- Dataset records
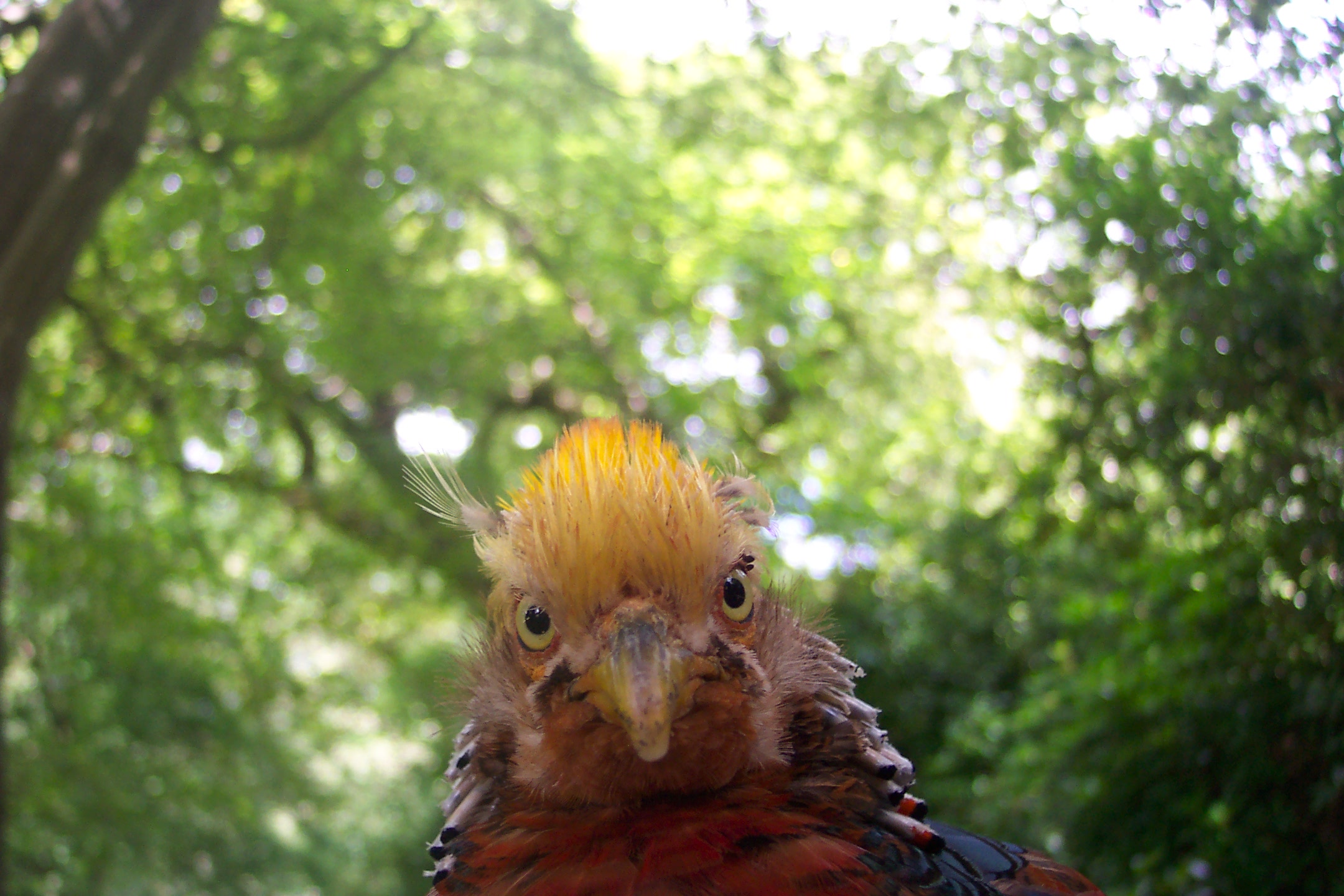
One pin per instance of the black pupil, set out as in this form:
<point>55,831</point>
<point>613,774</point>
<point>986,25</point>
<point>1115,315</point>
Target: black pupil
<point>536,620</point>
<point>734,593</point>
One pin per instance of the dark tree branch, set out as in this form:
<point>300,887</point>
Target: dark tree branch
<point>309,129</point>
<point>72,123</point>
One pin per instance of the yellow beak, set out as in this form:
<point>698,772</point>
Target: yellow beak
<point>643,683</point>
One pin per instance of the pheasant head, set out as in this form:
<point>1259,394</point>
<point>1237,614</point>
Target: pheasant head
<point>647,716</point>
<point>625,657</point>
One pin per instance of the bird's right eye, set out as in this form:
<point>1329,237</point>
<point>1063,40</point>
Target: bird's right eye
<point>534,625</point>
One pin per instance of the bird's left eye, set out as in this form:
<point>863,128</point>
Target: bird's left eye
<point>534,625</point>
<point>737,597</point>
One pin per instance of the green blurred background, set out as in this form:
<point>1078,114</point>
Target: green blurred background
<point>1039,347</point>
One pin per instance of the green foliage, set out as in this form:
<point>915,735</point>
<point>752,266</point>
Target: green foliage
<point>1111,627</point>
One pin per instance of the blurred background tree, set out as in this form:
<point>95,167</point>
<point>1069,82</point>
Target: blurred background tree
<point>1101,607</point>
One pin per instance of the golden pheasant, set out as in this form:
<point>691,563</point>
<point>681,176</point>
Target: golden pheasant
<point>647,716</point>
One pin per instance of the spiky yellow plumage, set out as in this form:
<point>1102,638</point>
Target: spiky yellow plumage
<point>648,717</point>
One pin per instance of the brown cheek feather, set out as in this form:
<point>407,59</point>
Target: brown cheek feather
<point>581,759</point>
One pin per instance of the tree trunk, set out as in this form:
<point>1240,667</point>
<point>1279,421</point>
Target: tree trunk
<point>72,123</point>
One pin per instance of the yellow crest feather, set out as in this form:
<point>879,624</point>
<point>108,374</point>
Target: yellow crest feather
<point>609,510</point>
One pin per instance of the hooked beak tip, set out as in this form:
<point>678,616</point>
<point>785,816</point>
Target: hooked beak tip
<point>643,684</point>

- Task requirements
The data should be printed again unchanged; leave its pictures out.

- Worked answer
One pin per instance of the black pupil, set out as in this form:
<point>55,831</point>
<point>613,774</point>
<point>986,25</point>
<point>1115,315</point>
Target: black pupil
<point>536,620</point>
<point>734,593</point>
One pin per instance of the dark tree branch, set out as in this form:
<point>300,887</point>
Target: dark tree branch
<point>309,129</point>
<point>72,123</point>
One pin per instance of the yellow beak, set out as in this form:
<point>698,772</point>
Target: yellow beak
<point>643,683</point>
One pin per instance of the pheasant head, set out as in this form:
<point>1259,394</point>
<point>1237,614</point>
Target: pheasant head
<point>647,716</point>
<point>625,657</point>
One pin per instance of the bird's right eye, set out as in this form:
<point>1329,237</point>
<point>1063,40</point>
Target: bird's right eye
<point>534,625</point>
One pin per instance of the bird's left eye, set out as in this form:
<point>863,128</point>
Target: bird's left eye
<point>534,625</point>
<point>737,597</point>
One pin per instance of the green blurred background, set out as in this form:
<point>1078,114</point>
Target: green blurred background
<point>1039,347</point>
One pin per instance of the green foliage, set out as in this form:
<point>915,735</point>
<point>752,266</point>
Target: green foliage
<point>1111,627</point>
One pin per instance of the blurred background tree, set out as in this form:
<point>95,167</point>
<point>1069,82</point>
Target: blurred background tree
<point>1101,607</point>
One pin per instance of the golden pheasant, set out as in this form:
<point>691,563</point>
<point>681,176</point>
Target: golden pheasant
<point>647,716</point>
One pin per instance of the spiky yellow plumage, set out as in this form:
<point>1102,638</point>
Target: spiky yellow plumage
<point>648,717</point>
One pin per instance of the brown cheek feather, set out as in this form:
<point>407,59</point>
Target: brown cheek feather
<point>581,759</point>
One pin per instance of the tree trunk, set out as in this form:
<point>1240,667</point>
<point>1279,421</point>
Target: tree trunk
<point>72,123</point>
One pin per instance of the yellow crest feather, set out as in this form:
<point>879,624</point>
<point>108,374</point>
Target: yellow crest feather
<point>609,510</point>
One pin per instance of the hooked beak tip, set out as in this form:
<point>678,616</point>
<point>785,816</point>
Target: hooked beak tip
<point>643,684</point>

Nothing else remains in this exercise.